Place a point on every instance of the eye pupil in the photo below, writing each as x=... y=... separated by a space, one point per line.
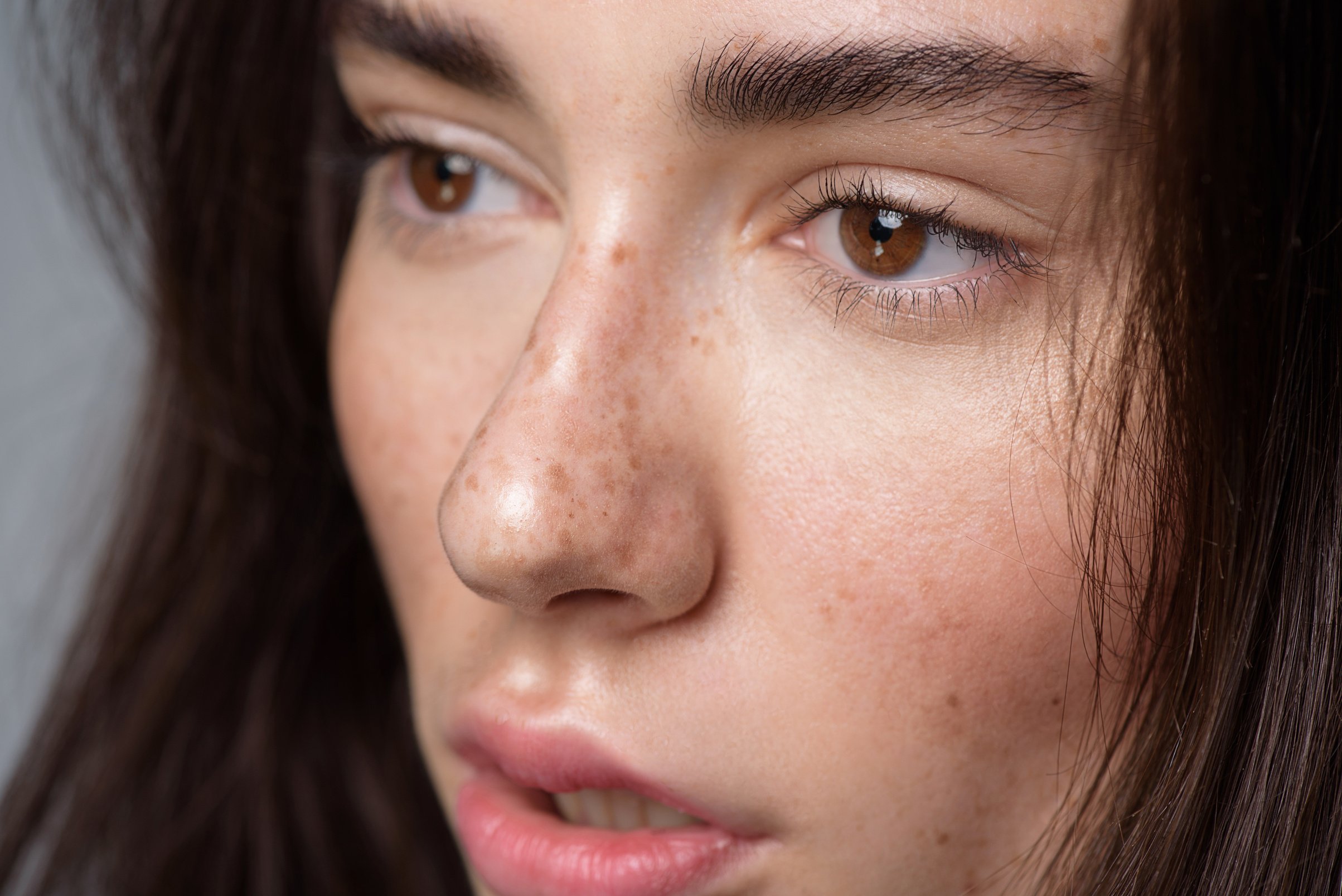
x=442 y=181
x=879 y=242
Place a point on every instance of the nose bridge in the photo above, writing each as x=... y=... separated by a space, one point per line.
x=583 y=477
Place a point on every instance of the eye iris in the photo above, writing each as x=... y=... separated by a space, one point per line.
x=442 y=181
x=879 y=240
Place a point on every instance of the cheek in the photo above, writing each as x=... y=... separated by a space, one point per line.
x=413 y=373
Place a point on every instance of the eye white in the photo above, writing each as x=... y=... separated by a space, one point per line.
x=940 y=258
x=493 y=192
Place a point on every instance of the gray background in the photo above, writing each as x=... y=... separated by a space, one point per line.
x=70 y=355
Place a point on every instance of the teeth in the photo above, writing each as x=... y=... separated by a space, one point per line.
x=618 y=811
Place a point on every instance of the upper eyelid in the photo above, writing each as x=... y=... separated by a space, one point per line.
x=483 y=147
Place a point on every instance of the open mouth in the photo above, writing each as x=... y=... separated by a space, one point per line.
x=619 y=811
x=525 y=841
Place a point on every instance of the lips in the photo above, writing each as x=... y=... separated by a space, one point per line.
x=521 y=845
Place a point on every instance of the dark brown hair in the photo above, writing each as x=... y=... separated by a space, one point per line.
x=232 y=715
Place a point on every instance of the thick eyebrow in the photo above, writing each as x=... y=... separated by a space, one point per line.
x=754 y=84
x=454 y=51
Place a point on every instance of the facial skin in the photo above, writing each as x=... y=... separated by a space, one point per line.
x=630 y=475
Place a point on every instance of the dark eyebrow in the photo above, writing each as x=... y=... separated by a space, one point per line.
x=753 y=84
x=453 y=51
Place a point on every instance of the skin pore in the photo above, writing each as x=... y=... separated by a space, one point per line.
x=647 y=458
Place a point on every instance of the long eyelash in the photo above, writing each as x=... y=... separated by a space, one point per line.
x=893 y=302
x=840 y=191
x=353 y=157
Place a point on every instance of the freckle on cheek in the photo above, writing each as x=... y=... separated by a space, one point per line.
x=559 y=478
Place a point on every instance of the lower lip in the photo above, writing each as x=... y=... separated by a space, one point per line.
x=520 y=848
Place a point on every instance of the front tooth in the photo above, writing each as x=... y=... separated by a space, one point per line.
x=596 y=808
x=662 y=816
x=571 y=808
x=626 y=811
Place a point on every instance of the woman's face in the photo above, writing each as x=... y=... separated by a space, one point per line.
x=709 y=377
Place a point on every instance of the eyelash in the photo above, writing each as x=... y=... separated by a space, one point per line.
x=847 y=294
x=360 y=156
x=829 y=286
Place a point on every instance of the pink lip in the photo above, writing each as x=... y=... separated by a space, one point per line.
x=521 y=848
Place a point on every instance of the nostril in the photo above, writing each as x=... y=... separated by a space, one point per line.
x=589 y=599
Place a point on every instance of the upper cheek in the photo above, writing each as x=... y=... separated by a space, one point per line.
x=408 y=387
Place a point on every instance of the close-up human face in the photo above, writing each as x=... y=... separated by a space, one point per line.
x=710 y=379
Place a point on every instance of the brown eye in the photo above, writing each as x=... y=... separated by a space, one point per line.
x=881 y=242
x=442 y=181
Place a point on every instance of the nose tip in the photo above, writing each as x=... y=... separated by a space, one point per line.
x=561 y=495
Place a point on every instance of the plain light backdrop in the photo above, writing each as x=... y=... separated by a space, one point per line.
x=70 y=359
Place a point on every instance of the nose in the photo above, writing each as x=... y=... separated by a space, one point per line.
x=588 y=477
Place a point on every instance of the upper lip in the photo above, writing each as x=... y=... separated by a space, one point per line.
x=560 y=761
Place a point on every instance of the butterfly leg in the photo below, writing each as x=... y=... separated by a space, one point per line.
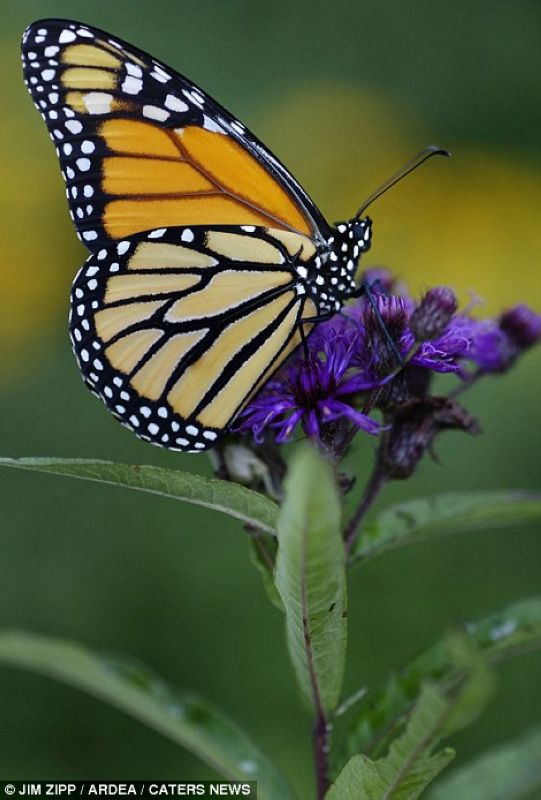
x=366 y=289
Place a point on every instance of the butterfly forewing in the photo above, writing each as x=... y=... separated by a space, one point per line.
x=176 y=328
x=141 y=147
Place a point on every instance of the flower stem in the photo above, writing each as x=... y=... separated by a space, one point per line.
x=321 y=732
x=377 y=481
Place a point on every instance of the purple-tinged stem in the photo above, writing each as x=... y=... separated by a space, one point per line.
x=377 y=481
x=321 y=731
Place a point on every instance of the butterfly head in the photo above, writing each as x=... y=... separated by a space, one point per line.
x=337 y=263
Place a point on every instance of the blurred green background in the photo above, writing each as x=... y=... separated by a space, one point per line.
x=344 y=93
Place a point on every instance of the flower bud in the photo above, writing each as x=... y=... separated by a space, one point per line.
x=379 y=279
x=433 y=313
x=522 y=326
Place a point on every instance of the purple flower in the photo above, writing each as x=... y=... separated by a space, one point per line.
x=313 y=391
x=380 y=352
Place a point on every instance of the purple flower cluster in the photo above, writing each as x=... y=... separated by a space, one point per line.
x=380 y=353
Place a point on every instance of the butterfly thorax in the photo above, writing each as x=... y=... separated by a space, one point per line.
x=333 y=280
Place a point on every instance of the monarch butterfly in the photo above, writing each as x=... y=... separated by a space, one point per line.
x=207 y=257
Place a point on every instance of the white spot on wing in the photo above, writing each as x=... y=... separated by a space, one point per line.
x=155 y=112
x=66 y=36
x=175 y=104
x=132 y=85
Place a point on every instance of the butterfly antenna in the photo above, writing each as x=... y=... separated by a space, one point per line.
x=415 y=162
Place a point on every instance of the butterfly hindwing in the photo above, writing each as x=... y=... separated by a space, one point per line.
x=174 y=329
x=141 y=147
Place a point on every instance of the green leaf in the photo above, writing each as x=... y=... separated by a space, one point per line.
x=511 y=771
x=182 y=717
x=510 y=632
x=310 y=577
x=230 y=498
x=442 y=515
x=263 y=548
x=409 y=767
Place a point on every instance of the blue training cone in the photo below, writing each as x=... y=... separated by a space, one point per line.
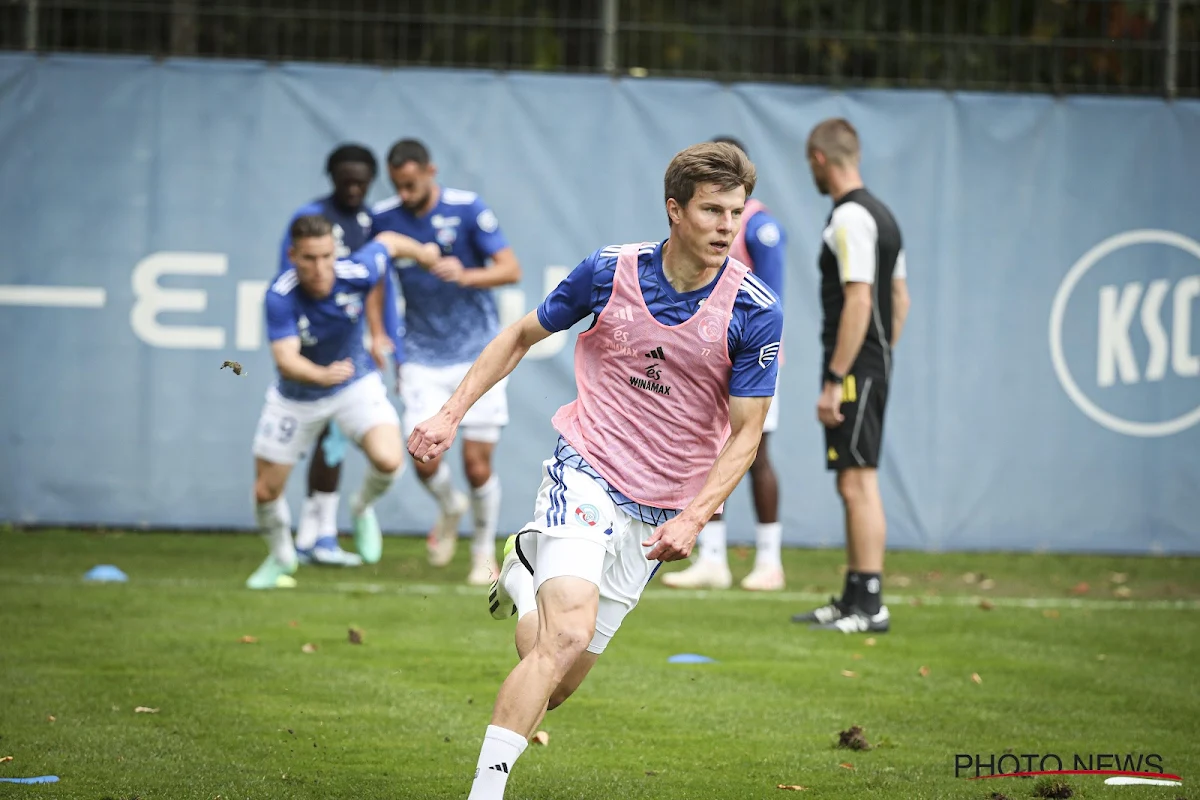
x=690 y=659
x=106 y=573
+ + + + +
▶ REQUIRED WORK
Drop the images and transcribe the entries above exactly.

▶ REPLY TO THE TASK
Place a point on every instance of the eye pupil in the photo below, writing each as x=... y=... separated by a space, one point per line.
x=442 y=181
x=879 y=242
Place a point on every instance of the nose bridge in the photo above, writing each as x=... y=... separated by a space, one point per line.
x=583 y=477
Place a point on every instance of the eye iris in the photo above, writing each as x=... y=... separated by a space, one point per line.
x=442 y=181
x=879 y=240
Place a point on every instance of the cheek in the photo above, writing each as x=... y=... separated by a space, one point per line.
x=413 y=373
Place a point on every instance of the eye white in the photo above, writing each as x=... y=... separated by a space, one point per line.
x=940 y=258
x=493 y=192
Place a point on every instance of the gray background in the photo above, writing each as x=... y=... separated by a space, one point per line.
x=70 y=355
Place a point on every instance of the teeth in the photo above, writing each as x=... y=... separated by a space, one point per line.
x=618 y=811
Place a point on every instance of the upper eyelid in the photo above, writing each as x=... y=... separated by a space, one point per line.
x=483 y=147
Place a point on every instance of the open mouth in the photo above, writing each as x=... y=... separated by a space, one point per line.
x=619 y=811
x=525 y=841
Place a point on every instance of the lips in the photo above, writing each as x=... y=... separated by a space, one point per line.
x=521 y=845
Place a point on every instance of the dark brown hair in the photo above, writing each as x=... y=... separated by a space, one point per line.
x=232 y=715
Place a point on every instance of the thick eyebrow in the photo above, writing each as x=... y=... separated by a space, one point per line.
x=754 y=84
x=454 y=51
Place a point on every instance of the facial skin in the photo above, writing each as x=... y=... separated by a space, one point per line.
x=630 y=475
Place a point on every instance of the dark eyebrow in the photo above, writing each as x=... y=... separated by a space, one point per line.
x=753 y=84
x=453 y=51
Place a point on every instance of the skin pore in the photo above, writing each as x=... y=... separated by a space, one point per line.
x=647 y=458
Place a point on every instance of the long eyelash in the photo above, writing each as x=... y=... separated by a space, one point per line.
x=893 y=302
x=840 y=191
x=353 y=157
Place a point on every instance of the freckle on cheek in the photo above, writing each as x=... y=... separated by a space, one point per line.
x=559 y=478
Place a point on every instance of the lower lip in the photo above, writing each as x=... y=... separated by a space, one point per line.
x=520 y=848
Place a point on every instance of the front tooth in the photo above, writing each as x=... y=... separated by a space, one point per line.
x=596 y=808
x=662 y=816
x=571 y=808
x=626 y=811
Place a point on every instance of the woman's face in the photo above, writing each as x=... y=... separated by a space, one point per line.
x=709 y=377
Place a point on every instance of the eyelash in the photo above, writing each as x=... y=... separated by a space, one point per line.
x=847 y=294
x=360 y=156
x=829 y=286
Place a point on every instance of the pink lip in the photo above, writing each as x=... y=... separated by a space, one point per line.
x=521 y=848
Place a point on every instance of the nostril in the photo above, writing each as x=... y=... separated by a space, one point per line.
x=589 y=599
Place a point on every instance of the upper cheek in the photo above, writing each as x=... y=... separated by a space, one point per line.
x=408 y=387
Place a point on every instance of the close-up human face in the photo above, writing each as x=... y=... separated by a space, one point per line.
x=710 y=379
Place a point on every instance of the brown eye in the photo above, writing each as x=... y=... separated by a space, one point per line.
x=881 y=242
x=442 y=181
Place a point on every instance of the nose tip in the photo above, writing each as x=... y=... separated by a space, one point per line.
x=561 y=495
Place a point on every instance of the plain light backdrop in the photo above, writing each as x=... y=... separated by a space, one point per line.
x=70 y=359
Place a point on every instance of the nose in the photo above, writing each as x=... y=... separated by a space, one point per line.
x=588 y=477
Place a point on every instance of the upper lip in the photo above, writing each as x=... y=... separated by a space, one point per line.
x=560 y=761
Place a point on every instance of the butterfly leg in the photo below, writing each as x=... y=... separated by a space, one point per line.
x=366 y=289
Place a point on every instance of the butterfly forewing in the photo above, writing each as x=... y=... separated by a space, one point per line.
x=176 y=328
x=141 y=147
Place a point on every instance of the flower stem in the photo above, writing each as x=... y=... separated by a space, one point per line.
x=321 y=732
x=377 y=481
Place a point on every instance of the purple-tinged stem in the photo above, writing each as x=... y=... separated by a space, one point per line.
x=377 y=481
x=321 y=731
Place a point on every instance of the butterfly head in the photo above, writing each as x=... y=... separated by a space, one point per line.
x=337 y=263
Place a point on every instance of the blurred green background in the photo above, writing each as x=... y=... separated by a space, one point per line.
x=344 y=93
Place a point on every instance of the flower bud in the photo above, writing each as x=... y=... separated by a space, one point per line.
x=379 y=279
x=433 y=313
x=522 y=326
Place a point on every instance of the purple flower in the photo above, writing each as x=... y=... separated by a space, one point per line.
x=313 y=391
x=380 y=352
Place a point on every instance of the purple flower cluster in the photo above, writing each as x=... y=... separated by a space, one point per line.
x=380 y=353
Place a point on every instance of the butterfly thorax in the photo above, writing each as x=... y=... separated by a space, one point per line.
x=333 y=280
Place a point on every instance of the monarch butterfly in the photo above, writing each as x=... y=... separated by a space, one point per line.
x=207 y=257
Place a point on every instance of the white spot on wing in the photo above, writing each as x=... y=... separated by a space, one point per line.
x=155 y=112
x=66 y=36
x=175 y=104
x=132 y=85
Place a point on every instance of the butterfly antenna in the photo above, writing each as x=... y=... separated by a space, one point per line.
x=415 y=162
Place a point on every instance of the butterfly hindwing in the photo above, writing each as x=... y=... separated by a space, one point per line.
x=174 y=329
x=141 y=147
Place a point on every instance of the green leaf in the photo above, writing each as x=... y=... separated by a space, one point per line.
x=511 y=771
x=182 y=717
x=510 y=632
x=310 y=577
x=230 y=498
x=442 y=515
x=263 y=548
x=409 y=767
Place a point on every instance of the blue training cone in the photo below, writing each as x=... y=... separated by a space, one point per line.
x=690 y=659
x=106 y=573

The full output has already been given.